EXERCISE INSTRUCTIONS: Without the images, output every record exactly as it appears.

EXERCISE DATA:
══════════════════════════════
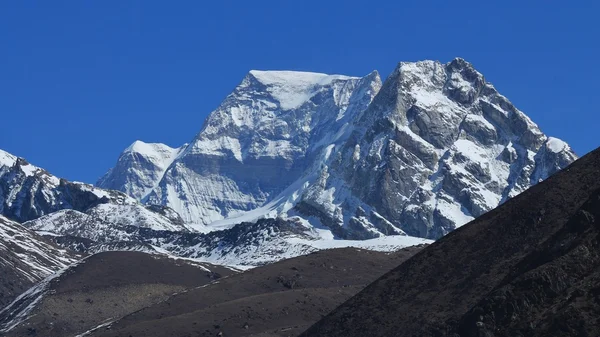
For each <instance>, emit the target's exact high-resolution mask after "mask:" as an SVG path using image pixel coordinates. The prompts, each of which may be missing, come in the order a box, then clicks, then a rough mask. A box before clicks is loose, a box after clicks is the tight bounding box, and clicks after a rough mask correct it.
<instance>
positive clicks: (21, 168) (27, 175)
mask: <svg viewBox="0 0 600 337" xmlns="http://www.w3.org/2000/svg"><path fill="white" fill-rule="evenodd" d="M20 167H21V171H23V173H25V175H26V176H27V177H31V176H34V175H35V174H36V172H37V171H38V168H37V167H35V166H33V165H31V164H27V165H21V166H20Z"/></svg>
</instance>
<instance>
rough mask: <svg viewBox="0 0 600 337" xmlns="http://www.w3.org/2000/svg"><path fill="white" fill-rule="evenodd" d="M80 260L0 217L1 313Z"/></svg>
mask: <svg viewBox="0 0 600 337" xmlns="http://www.w3.org/2000/svg"><path fill="white" fill-rule="evenodd" d="M80 258H81V256H79V255H77V254H74V253H72V252H70V251H68V250H65V249H61V248H59V247H57V246H56V245H53V244H51V243H50V242H48V241H46V240H45V239H44V238H42V237H41V236H39V235H37V234H36V233H34V232H33V231H30V230H29V229H27V228H25V227H23V226H21V225H20V224H18V223H16V222H14V221H11V220H8V219H7V218H5V217H3V216H2V215H0V310H1V309H2V308H3V307H5V306H7V305H8V304H10V302H12V301H13V300H14V299H15V298H16V297H17V296H18V295H19V294H20V293H22V292H23V291H25V290H27V289H28V288H30V287H31V286H33V285H34V284H35V283H37V282H39V281H40V280H42V279H43V278H45V277H46V276H48V275H50V274H52V273H54V272H57V271H59V270H60V269H62V268H65V267H67V266H68V265H70V264H71V263H73V262H75V261H77V260H78V259H80Z"/></svg>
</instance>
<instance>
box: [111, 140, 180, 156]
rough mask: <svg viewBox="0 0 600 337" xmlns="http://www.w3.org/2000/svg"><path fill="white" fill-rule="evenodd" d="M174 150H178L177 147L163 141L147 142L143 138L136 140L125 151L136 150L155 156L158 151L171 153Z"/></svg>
mask: <svg viewBox="0 0 600 337" xmlns="http://www.w3.org/2000/svg"><path fill="white" fill-rule="evenodd" d="M174 151H177V149H175V148H172V147H170V146H168V145H165V144H162V143H146V142H143V141H141V140H136V141H135V142H133V143H132V144H131V145H129V146H128V147H127V148H126V149H125V150H124V151H123V152H124V153H128V152H136V153H140V154H143V155H150V156H154V155H156V154H157V153H169V152H174Z"/></svg>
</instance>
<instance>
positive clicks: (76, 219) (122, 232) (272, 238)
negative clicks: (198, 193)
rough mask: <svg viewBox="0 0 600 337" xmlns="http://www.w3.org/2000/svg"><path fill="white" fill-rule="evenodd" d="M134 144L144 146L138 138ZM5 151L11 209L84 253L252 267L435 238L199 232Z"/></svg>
mask: <svg viewBox="0 0 600 337" xmlns="http://www.w3.org/2000/svg"><path fill="white" fill-rule="evenodd" d="M134 145H136V146H135V147H136V148H138V149H139V143H136V144H134ZM132 148H133V147H132ZM0 154H1V156H0V158H1V159H2V163H1V164H2V165H1V166H0V192H1V193H0V197H1V198H2V200H3V203H2V209H1V210H2V211H3V212H4V214H5V215H6V216H10V217H11V218H13V219H15V220H19V221H22V226H23V227H21V226H20V225H19V227H20V228H22V229H23V230H25V231H27V230H26V229H25V228H27V229H28V230H33V231H35V232H37V233H38V234H41V235H43V236H44V237H45V238H46V239H47V240H49V241H52V242H54V243H55V244H57V245H58V246H61V247H64V248H68V249H71V250H73V251H77V252H80V253H85V254H91V253H97V252H103V251H114V250H133V251H145V252H152V253H159V254H167V255H171V256H178V257H185V258H194V259H197V260H202V261H206V262H213V263H219V264H229V265H241V266H246V267H253V266H259V265H263V264H266V263H271V262H275V261H279V260H281V259H284V258H289V257H295V256H298V255H303V254H308V253H310V252H313V251H317V250H320V249H326V248H335V247H348V246H352V247H362V248H367V249H373V250H380V251H394V250H397V249H399V248H403V247H407V246H412V245H416V244H423V243H429V242H430V241H428V240H423V239H418V238H411V237H407V236H398V237H389V238H382V239H376V240H367V241H339V240H334V238H333V236H331V235H329V234H327V233H326V231H325V232H324V231H322V230H320V229H315V228H313V227H312V226H311V225H310V224H309V223H308V222H307V221H306V220H304V219H302V218H300V217H290V218H288V219H265V220H261V221H259V222H257V223H242V224H238V225H237V226H228V228H226V230H223V231H215V232H212V233H199V232H196V231H194V230H193V229H192V228H189V227H188V226H187V225H186V224H185V223H184V221H183V219H182V218H181V217H180V216H179V214H177V212H175V211H173V210H172V209H171V208H169V207H166V206H162V205H143V204H141V203H139V202H138V201H136V200H135V199H133V198H131V197H129V196H127V195H125V194H123V193H121V192H118V191H113V190H104V189H101V188H97V187H92V186H90V185H86V184H83V183H73V182H69V181H66V180H64V179H59V178H56V177H55V176H53V175H51V174H50V173H48V172H47V171H45V170H43V169H41V168H38V167H36V166H33V165H31V164H29V163H27V162H26V161H25V160H24V159H22V158H17V157H15V156H13V155H11V154H9V153H6V152H0ZM146 154H147V152H146ZM138 172H141V171H138ZM132 181H133V180H132ZM131 186H134V185H131ZM229 227H231V228H229ZM323 239H327V240H323Z"/></svg>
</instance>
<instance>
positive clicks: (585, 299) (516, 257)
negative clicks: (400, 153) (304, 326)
mask: <svg viewBox="0 0 600 337" xmlns="http://www.w3.org/2000/svg"><path fill="white" fill-rule="evenodd" d="M599 198H600V150H595V151H594V152H592V153H590V154H588V155H586V156H585V157H583V158H581V159H580V160H578V161H577V162H575V163H574V164H572V165H571V166H569V167H568V168H566V169H565V170H563V171H561V172H559V173H558V174H556V175H554V176H553V177H551V178H550V179H548V180H547V181H545V182H543V183H541V184H539V185H537V186H535V187H533V188H531V189H529V190H528V191H526V192H524V193H523V194H521V195H520V196H518V197H516V198H514V199H513V200H510V201H509V202H507V203H506V204H504V205H503V206H501V207H498V208H497V209H496V210H494V211H492V212H489V213H487V214H485V215H483V216H481V217H480V218H478V219H476V220H475V221H473V222H471V223H470V224H468V225H467V226H465V227H463V228H461V229H459V230H457V231H455V232H453V233H450V234H449V235H448V236H446V237H444V238H443V239H441V240H439V241H438V242H436V243H434V244H432V245H431V246H429V247H428V248H426V249H424V250H423V251H421V252H420V253H419V254H417V255H416V256H414V257H413V258H412V259H410V260H408V261H407V262H405V263H404V264H402V265H400V266H399V267H398V268H396V269H394V270H393V271H391V272H390V273H388V274H386V275H385V276H383V277H382V278H380V279H379V280H377V281H376V282H374V283H373V284H371V285H369V286H368V287H367V288H366V289H365V290H363V291H362V292H361V293H359V294H358V295H356V296H355V297H353V298H352V299H351V300H349V301H347V302H346V303H344V304H343V305H342V306H340V307H339V308H337V309H336V310H335V311H333V312H332V313H331V314H329V315H328V316H327V317H325V318H324V319H323V320H321V321H320V322H318V323H317V324H315V325H314V326H312V327H311V328H310V329H309V330H308V331H306V332H305V333H303V334H302V336H311V337H312V336H327V337H335V336H344V337H352V336H357V337H358V336H361V337H362V336H453V337H457V336H462V337H465V336H598V335H600V321H599V318H600V244H599V241H598V240H599V237H600V199H599Z"/></svg>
══════════════════════════════
SOLUTION TO THIS TASK:
For each <instance>, emit the target's exact high-resolution mask after "mask:" as an SVG path using image pixel coordinates. The prompts, each of which may be missing, come in the order a box, then clicks, then a rough mask. A box before clicks is loose, a box after clicks is the tight bounding box, and clicks after a rough mask correct it.
<instance>
positive clicks: (21, 168) (27, 175)
mask: <svg viewBox="0 0 600 337" xmlns="http://www.w3.org/2000/svg"><path fill="white" fill-rule="evenodd" d="M20 167H21V171H23V173H25V175H26V176H27V177H31V176H34V175H35V174H36V172H37V171H38V168H37V167H35V166H33V165H31V164H27V165H21V166H20Z"/></svg>
</instance>
<instance>
rough mask: <svg viewBox="0 0 600 337" xmlns="http://www.w3.org/2000/svg"><path fill="white" fill-rule="evenodd" d="M80 260L0 217L1 313Z"/></svg>
mask: <svg viewBox="0 0 600 337" xmlns="http://www.w3.org/2000/svg"><path fill="white" fill-rule="evenodd" d="M80 258H81V256H79V255H77V254H74V253H72V252H70V251H68V250H65V249H61V248H59V247H57V246H56V245H53V244H51V243H50V242H48V241H46V240H45V239H44V238H42V237H41V236H39V235H37V234H36V233H34V232H33V231H30V230H29V229H27V228H25V227H23V226H21V225H20V224H18V223H16V222H14V221H11V220H8V219H7V218H5V217H3V216H2V215H0V310H1V309H2V308H3V307H5V306H7V305H8V304H10V302H12V301H13V300H14V299H15V298H16V297H17V296H18V295H19V294H20V293H22V292H23V291H25V290H27V289H28V288H30V287H31V286H33V285H34V284H35V283H37V282H39V281H40V280H42V279H43V278H45V277H46V276H48V275H50V274H52V273H54V272H57V271H59V270H60V269H62V268H65V267H67V266H68V265H70V264H71V263H73V262H75V261H77V260H78V259H80Z"/></svg>
</instance>
<instance>
box: [111, 140, 180, 156]
rough mask: <svg viewBox="0 0 600 337" xmlns="http://www.w3.org/2000/svg"><path fill="white" fill-rule="evenodd" d="M174 150H178L177 147L163 141L147 142L143 138L136 140L125 151L136 150L155 156L158 151L171 153Z"/></svg>
mask: <svg viewBox="0 0 600 337" xmlns="http://www.w3.org/2000/svg"><path fill="white" fill-rule="evenodd" d="M174 151H177V149H175V148H172V147H170V146H168V145H165V144H162V143H146V142H143V141H141V140H136V141H135V142H133V143H132V144H131V145H129V146H128V147H127V148H126V149H125V150H124V151H123V152H124V153H128V152H136V153H140V154H143V155H150V156H154V155H156V154H157V153H169V152H174Z"/></svg>
</instance>
<instance>
positive clicks: (76, 219) (122, 232) (272, 238)
negative clicks: (198, 193)
rough mask: <svg viewBox="0 0 600 337" xmlns="http://www.w3.org/2000/svg"><path fill="white" fill-rule="evenodd" d="M134 144L144 146L138 138ZM5 151L11 209L84 253L252 267L435 238L199 232Z"/></svg>
mask: <svg viewBox="0 0 600 337" xmlns="http://www.w3.org/2000/svg"><path fill="white" fill-rule="evenodd" d="M134 145H136V146H135V147H136V148H138V149H139V143H136V144H134ZM132 148H133V147H132ZM0 154H1V156H0V158H1V159H2V163H1V164H2V165H1V166H0V192H1V193H0V197H1V198H2V200H3V203H2V209H1V210H2V211H3V212H4V214H5V215H6V216H10V217H11V218H13V219H15V220H19V221H22V226H23V227H21V226H20V225H19V227H20V228H22V229H23V230H25V231H27V230H26V229H25V228H27V229H28V230H33V231H35V232H37V233H38V234H41V235H43V236H44V237H45V238H46V239H47V240H49V241H52V242H54V243H55V244H57V245H58V246H61V247H64V248H68V249H71V250H73V251H77V252H80V253H85V254H91V253H97V252H103V251H114V250H133V251H145V252H152V253H159V254H167V255H171V256H178V257H185V258H194V259H197V260H202V261H206V262H213V263H219V264H229V265H241V266H246V267H253V266H259V265H263V264H266V263H271V262H275V261H279V260H281V259H284V258H289V257H295V256H298V255H303V254H308V253H310V252H313V251H317V250H320V249H326V248H335V247H348V246H352V247H362V248H367V249H373V250H380V251H394V250H397V249H399V248H403V247H407V246H412V245H416V244H423V243H429V242H430V241H428V240H423V239H418V238H411V237H407V236H398V237H389V238H382V239H376V240H367V241H339V240H334V238H333V236H331V235H329V234H327V233H326V231H325V232H324V231H322V230H320V229H315V228H313V227H312V226H311V225H310V224H309V223H308V222H307V221H306V220H304V219H302V218H300V217H290V218H288V219H265V220H261V221H259V222H257V223H242V224H238V225H237V226H228V228H226V230H223V231H215V232H212V233H199V232H196V231H194V230H193V229H192V228H189V227H188V226H187V225H186V224H185V223H184V221H183V219H182V218H181V217H180V216H179V214H177V212H175V211H173V210H172V209H171V208H169V207H166V206H162V205H143V204H141V203H139V202H138V201H136V200H135V199H133V198H131V197H129V196H127V195H125V194H123V193H121V192H118V191H113V190H104V189H101V188H97V187H92V186H90V185H86V184H83V183H73V182H69V181H66V180H64V179H59V178H56V177H55V176H53V175H51V174H50V173H48V172H47V171H45V170H43V169H41V168H38V167H36V166H33V165H31V164H29V163H27V162H26V161H25V160H24V159H22V158H17V157H15V156H13V155H11V154H9V153H6V152H0ZM146 154H147V152H146ZM138 172H141V171H138ZM132 181H133V180H132ZM131 186H134V185H131ZM229 227H231V228H229ZM323 239H327V240H323Z"/></svg>
</instance>
<instance>
positive clicks: (585, 299) (516, 257)
negative clicks: (400, 153) (304, 326)
mask: <svg viewBox="0 0 600 337" xmlns="http://www.w3.org/2000/svg"><path fill="white" fill-rule="evenodd" d="M599 198H600V150H595V151H594V152H592V153H590V154H588V155H586V156H585V157H583V158H581V159H580V160H578V161H577V162H575V163H574V164H572V165H571V166H569V167H568V168H566V169H565V170H563V171H561V172H559V173H558V174H556V175H554V176H553V177H551V178H550V179H548V180H547V181H545V182H543V183H541V184H539V185H537V186H535V187H533V188H531V189H529V190H528V191H526V192H524V193H523V194H521V195H520V196H518V197H516V198H514V199H513V200H510V201H509V202H507V203H506V204H504V205H503V206H501V207H498V208H497V209H496V210H494V211H492V212H489V213H487V214H485V215H483V216H481V217H480V218H478V219H476V220H475V221H473V222H471V223H470V224H468V225H467V226H465V227H463V228H461V229H459V230H457V231H455V232H453V233H450V234H449V235H448V236H446V237H444V238H443V239H441V240H439V241H438V242H436V243H434V244H432V245H431V246H429V247H428V248H426V249H424V250H423V251H421V252H420V253H419V254H417V255H416V256H414V257H413V258H412V259H410V260H408V261H407V262H405V263H404V264H402V265H400V266H399V267H398V268H396V269H394V270H393V271H391V272H390V273H388V274H386V275H385V276H383V277H382V278H380V279H379V280H377V281H376V282H374V283H373V284H371V285H369V286H368V287H367V288H366V289H365V290H363V291H362V292H361V293H359V294H358V295H356V296H355V297H353V298H352V299H351V300H349V301H347V302H346V303H344V304H343V305H342V306H340V307H339V308H337V309H336V310H335V311H333V312H332V313H331V314H329V315H328V316H327V317H325V318H324V319H323V320H321V321H320V322H318V323H317V324H315V325H314V326H312V327H311V328H310V329H309V330H308V331H306V332H305V333H303V334H302V336H311V337H312V336H327V337H335V336H344V337H352V336H357V337H358V336H361V337H362V336H453V337H457V336H462V337H465V336H598V335H600V321H599V318H600V244H599V241H598V240H599V237H600V199H599Z"/></svg>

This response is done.